§ TO DO: Repeat every entry word for word, skipping the pictures.

§ Items from a data source:

'''

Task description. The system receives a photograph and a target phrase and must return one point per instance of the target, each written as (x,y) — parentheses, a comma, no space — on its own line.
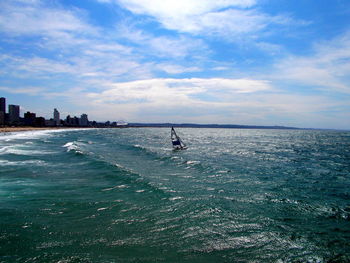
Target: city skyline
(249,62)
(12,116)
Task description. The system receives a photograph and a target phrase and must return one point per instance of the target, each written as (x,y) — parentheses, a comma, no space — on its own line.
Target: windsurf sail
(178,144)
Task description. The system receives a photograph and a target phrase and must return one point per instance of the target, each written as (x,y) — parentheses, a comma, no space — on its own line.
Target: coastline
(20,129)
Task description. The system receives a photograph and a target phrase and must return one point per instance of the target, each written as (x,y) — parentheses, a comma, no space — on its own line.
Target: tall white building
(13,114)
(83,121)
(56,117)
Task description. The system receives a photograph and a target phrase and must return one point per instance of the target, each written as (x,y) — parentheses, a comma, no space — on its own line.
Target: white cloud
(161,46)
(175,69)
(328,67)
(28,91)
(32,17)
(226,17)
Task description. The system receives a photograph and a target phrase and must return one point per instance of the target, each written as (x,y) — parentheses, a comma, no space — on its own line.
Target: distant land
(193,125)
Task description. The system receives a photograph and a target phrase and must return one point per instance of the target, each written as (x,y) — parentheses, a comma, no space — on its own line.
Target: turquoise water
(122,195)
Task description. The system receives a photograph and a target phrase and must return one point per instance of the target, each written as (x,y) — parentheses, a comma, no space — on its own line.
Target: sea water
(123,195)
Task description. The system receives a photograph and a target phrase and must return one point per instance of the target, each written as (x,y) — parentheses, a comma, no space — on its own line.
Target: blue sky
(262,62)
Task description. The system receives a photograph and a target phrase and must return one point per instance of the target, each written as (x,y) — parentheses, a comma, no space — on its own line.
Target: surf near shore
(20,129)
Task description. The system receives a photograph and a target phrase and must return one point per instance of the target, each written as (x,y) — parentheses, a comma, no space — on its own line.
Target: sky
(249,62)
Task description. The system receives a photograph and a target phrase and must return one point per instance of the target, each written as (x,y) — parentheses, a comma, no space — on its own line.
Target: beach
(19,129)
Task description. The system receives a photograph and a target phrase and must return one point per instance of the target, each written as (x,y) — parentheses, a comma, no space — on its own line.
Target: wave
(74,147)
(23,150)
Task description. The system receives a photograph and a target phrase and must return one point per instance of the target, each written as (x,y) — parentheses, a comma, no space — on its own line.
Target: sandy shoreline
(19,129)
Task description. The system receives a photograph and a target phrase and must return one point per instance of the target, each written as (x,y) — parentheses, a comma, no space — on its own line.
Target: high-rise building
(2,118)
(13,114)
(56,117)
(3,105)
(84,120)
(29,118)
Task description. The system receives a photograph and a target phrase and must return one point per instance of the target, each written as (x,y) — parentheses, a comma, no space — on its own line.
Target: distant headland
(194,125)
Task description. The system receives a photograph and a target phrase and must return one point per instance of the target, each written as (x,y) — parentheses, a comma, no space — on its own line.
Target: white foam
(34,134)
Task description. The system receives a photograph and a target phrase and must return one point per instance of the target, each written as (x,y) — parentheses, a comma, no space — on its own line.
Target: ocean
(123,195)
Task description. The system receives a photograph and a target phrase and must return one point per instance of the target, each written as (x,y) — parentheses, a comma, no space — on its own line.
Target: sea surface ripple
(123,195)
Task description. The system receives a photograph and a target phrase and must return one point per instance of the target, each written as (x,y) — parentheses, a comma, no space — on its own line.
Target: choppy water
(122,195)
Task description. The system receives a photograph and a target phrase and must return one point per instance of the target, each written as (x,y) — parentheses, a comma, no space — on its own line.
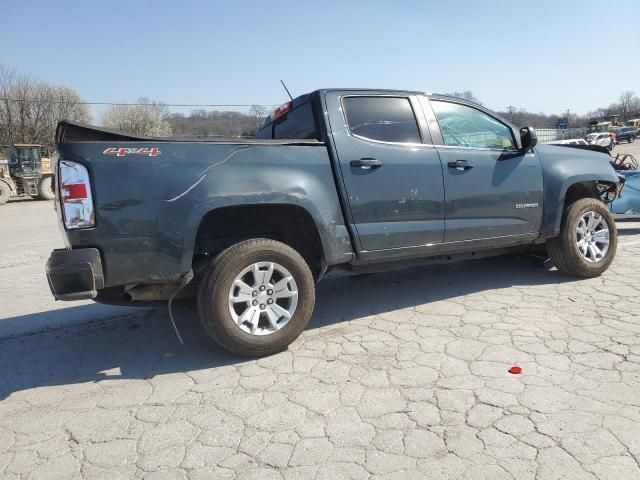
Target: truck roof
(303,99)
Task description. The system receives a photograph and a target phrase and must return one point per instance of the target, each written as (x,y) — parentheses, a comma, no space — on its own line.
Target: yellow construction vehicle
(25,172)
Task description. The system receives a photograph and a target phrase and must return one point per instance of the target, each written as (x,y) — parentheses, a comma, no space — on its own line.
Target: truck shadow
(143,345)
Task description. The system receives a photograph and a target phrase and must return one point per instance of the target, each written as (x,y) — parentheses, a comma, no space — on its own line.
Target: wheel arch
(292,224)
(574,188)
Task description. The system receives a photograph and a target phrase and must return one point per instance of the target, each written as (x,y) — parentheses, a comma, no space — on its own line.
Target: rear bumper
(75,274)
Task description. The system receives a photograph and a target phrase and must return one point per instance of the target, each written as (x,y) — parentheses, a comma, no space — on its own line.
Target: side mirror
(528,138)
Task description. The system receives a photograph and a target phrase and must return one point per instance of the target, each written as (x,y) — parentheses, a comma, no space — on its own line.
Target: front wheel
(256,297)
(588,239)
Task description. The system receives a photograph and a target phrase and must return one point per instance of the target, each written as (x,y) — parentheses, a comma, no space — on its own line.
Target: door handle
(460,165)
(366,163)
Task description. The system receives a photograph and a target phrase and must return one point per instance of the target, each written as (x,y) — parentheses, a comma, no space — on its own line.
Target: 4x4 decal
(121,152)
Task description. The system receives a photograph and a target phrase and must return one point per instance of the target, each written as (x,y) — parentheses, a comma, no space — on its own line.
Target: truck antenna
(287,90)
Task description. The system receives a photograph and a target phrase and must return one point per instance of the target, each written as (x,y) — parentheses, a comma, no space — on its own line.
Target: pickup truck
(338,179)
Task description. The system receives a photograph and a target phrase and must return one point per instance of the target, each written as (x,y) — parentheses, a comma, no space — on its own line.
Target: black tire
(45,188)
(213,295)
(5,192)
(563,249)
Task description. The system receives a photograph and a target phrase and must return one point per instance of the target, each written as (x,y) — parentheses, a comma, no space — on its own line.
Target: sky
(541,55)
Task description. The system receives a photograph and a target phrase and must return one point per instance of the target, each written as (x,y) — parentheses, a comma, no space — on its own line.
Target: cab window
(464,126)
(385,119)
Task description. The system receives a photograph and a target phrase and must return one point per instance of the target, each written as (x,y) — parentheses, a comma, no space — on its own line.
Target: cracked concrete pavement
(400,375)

'''

§ WRITTEN RESPONSE:
Task description. The system receives a photograph and a target phrase and must return one point per instance of the target, each written as (x,y) — parentheses, a comma, no space — on its own line.
Target: city skyline
(249,62)
(12,116)
Task description. The system receives a photograph and a target phrase and must return one point per instance of the target, each written as (x,y) — parentheses, a comma, no space — on its own line.
Target: windsurf sail
(178,144)
Task description. The system receives a photograph and a target phrase and must return one point per instance of the target, each written as (x,y) — parentheses, a comma, no space — on its own line.
Target: coastline
(20,129)
Task description. The system receives a photograph and a target phrase and must return one point per instance of the target, each written as (x,y) — parentheses, a comma, no space — on its own line.
Target: tall white building
(13,114)
(83,121)
(56,117)
Task description. The system receives a photograph and a target phrase and must return one point per instance of the target, each written as (x,y) — parentheses, a comma, no space — on its own line.
Target: white cloud
(161,46)
(175,69)
(328,67)
(28,91)
(32,17)
(226,17)
Task description. The system receives a photograph and a target phrase and must return one point per instance of the target, each written as (x,y) — parentheses, a comma, no space — on its own line.
Target: distant land
(193,125)
Task description. The system receives a photograph and a target phrase and must return one point per instance of the target, each written as (x,y) — parentheses, a comma, no space — on its own line.
Target: turquoise water
(122,195)
Task description. The system receives a photograph and a target phrase and must return one point per instance of the target, each written as (x,y) — parentheses, a comma, no space — on its own line.
Target: sea water
(123,195)
Task description. The system receives a photograph and a target phrase and must return one point per instance of the target, each written as (x,y) — parentheses, a comma, no space — on its own line.
Target: blue sky
(262,62)
Task description. The system receives a photograph and a target phrase and must return one point per instance of the target, each written as (x,y) — parentheses, a comma, no space — on its own line.
Target: surf near shore
(20,129)
Task description. The system receives a photograph and a target phrase and must return one point per instance of the target, each written as (x,y) — parentheses, a comma, no space — on its own line.
Target: sky
(249,62)
Task description. The system receives a photograph and a target phrase and must return one point per instance of the target, each written as (x,y) — parentheses, a comma, no space — on its own line.
Target: beach
(19,129)
Task description. The system receives a photograph and a target phrase and must return one point per instance of the target, each written as (x,y) — parentheses, a comma, no space — on its own line.
Target: wave
(74,147)
(23,150)
Task description. The system receives a photograph and a target phrase and must return one point per instance of the target, each written as (x,y) — parentheses, a comma, no space — on its own line.
Target: sandy shoreline
(19,129)
Task description. The system receives a photograph and a target phrase and must return one point per instance of the target, each written as (x,y) — parentheses, a comma, no space — on its own line.
Target: high-rise building
(2,118)
(13,114)
(56,117)
(3,105)
(84,120)
(29,118)
Task description. The system receives a photograph and a target phrase and must return one point per instance of the target, each written as (x,y) — parentheses, a comma, no space — on its own line.
Target: distant headland
(194,125)
Task description. The system receives a photograph and a target phrase and must return one point per instance of the target, each written as (x,y) — parentheses, a comma, no space — on its own line.
Target: white foam
(34,134)
Task description. The system receives a photograph and a target phrase and must return one point per instance of the target, each written as (x,y) — parentheses, a comma, no space — on its own line.
Target: ocean
(123,195)
Task description. The system receives a photograph and a target phrase and must return one point per instance of the target, each written as (x,y) — parentheses, a comma, no space — on its own line.
Target: sea surface ripple
(123,195)
Task description. The system receives a photograph and a target phrase and must return one point per instance of the target, each written as (x,y) — parentheses, a comma, no space — on its own line.
Target: choppy water
(122,195)
Task description. The system receives a photograph and a target phrase and must return one point per instance of the target, each written as (x,y) — parentheses, a comma, no space — on its own line.
Target: truck roof
(303,99)
Task description. The system receives a photograph and a target phrase and must return one point per instance of the target, each written as (x,y) — parentheses, a comma, no space — on its own line.
Target: yellow construction vehicle
(25,172)
Task description. The system receives a photograph and a target phrase and must return one point per instance of the target, each written as (x,y) — parentheses, a comma, no space — on its own line.
Target: truck shadow
(143,345)
Task description. The system receives a photograph and a target phrase and must return one point per instance of the target, each written as (x,y) — parentheses, a comma, no space — on its own line.
Target: wheel arch
(292,224)
(574,188)
Task description. The system receives a photograph and a target phrase and must return one point per instance of the target, each written as (x,y) — parentheses, a comma, no space — on its own line.
Target: rear bumper
(75,274)
Task description. The system receives a photograph and a target phrase and must return one point per instance of the target, each written as (x,y) — parentheses, a comma, no space — on its own line.
Target: side mirror
(528,138)
Task description. The system receives a photograph and a target phrase and must return one point per instance of the target, each written as (x,y) — parentheses, a comma, no space — on its own line.
Target: front wheel
(256,297)
(588,239)
Task description. The system receives a photograph and a target phrase and must return one point per instance of the target, each written as (x,y) — parentheses, a comma, no space — on its own line.
Target: door handle
(460,165)
(366,163)
Task description. The system receives a photograph and a target phrase and must return one point per instance of the target, each written as (x,y) — parentheses, a comma, no space — on its own line.
Target: 4x4 decal
(121,152)
Task description. The system receives a photograph and a target phrase and must return one point per instance of the target, each written as (x,y) — parentheses, a comma, no space — on its own line.
Target: truck antenna
(287,90)
Task description. The system receives a photograph and a target phrase and must return one point per instance of the target, each written as (x,y) — parentheses, a comma, no space — on its own line.
Target: pickup truck
(338,179)
Task description. The system receives a photograph and a target phrase and must return one point per instance of the target, each written as (x,y) — parentheses, a comma, no space — on its own line.
Target: black tire
(45,188)
(213,295)
(5,192)
(563,249)
Task description. The system receives a photograph and a target phrase and must return one point per instance of the target, each written as (x,y) — parentheses, a comma, no space — on its own line.
Target: sky
(541,55)
Task description. The system receives a photograph and a target phrase and must return one point per instance of the target, each written as (x,y) — parentheses, a comma, no space — on its own line.
Target: cab window
(464,126)
(385,119)
Task description. The system receives a photograph and a target phrase and must return one point per instance of the target, each written as (x,y) — parentheses, a comma, no space — on its own line.
Target: cracked concrete pavement
(400,375)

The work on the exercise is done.